> _Exercise description_
How many lines below include the word "shown"? State that number and nothing else.
Given records Block Start
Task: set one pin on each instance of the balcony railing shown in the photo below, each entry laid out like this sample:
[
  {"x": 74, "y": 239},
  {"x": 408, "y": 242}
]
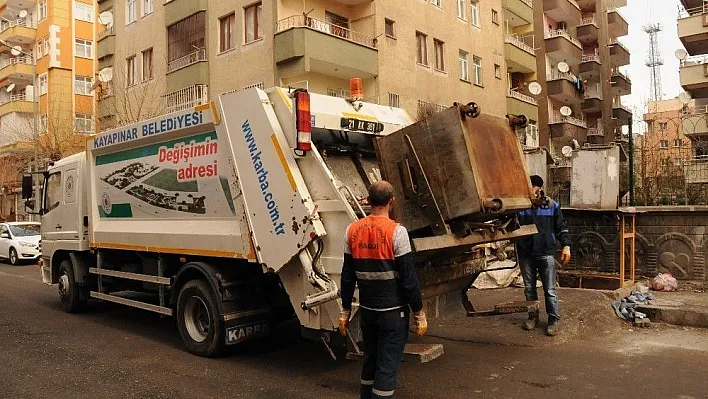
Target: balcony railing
[
  {"x": 588, "y": 21},
  {"x": 302, "y": 21},
  {"x": 187, "y": 60},
  {"x": 24, "y": 22},
  {"x": 522, "y": 97},
  {"x": 551, "y": 34},
  {"x": 106, "y": 32},
  {"x": 558, "y": 118},
  {"x": 27, "y": 60},
  {"x": 519, "y": 43},
  {"x": 590, "y": 58},
  {"x": 186, "y": 98}
]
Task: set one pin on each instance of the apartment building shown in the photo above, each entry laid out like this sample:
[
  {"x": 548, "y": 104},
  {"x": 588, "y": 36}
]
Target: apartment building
[
  {"x": 579, "y": 64},
  {"x": 420, "y": 55},
  {"x": 57, "y": 42}
]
Given records Block End
> _Exercise answer_
2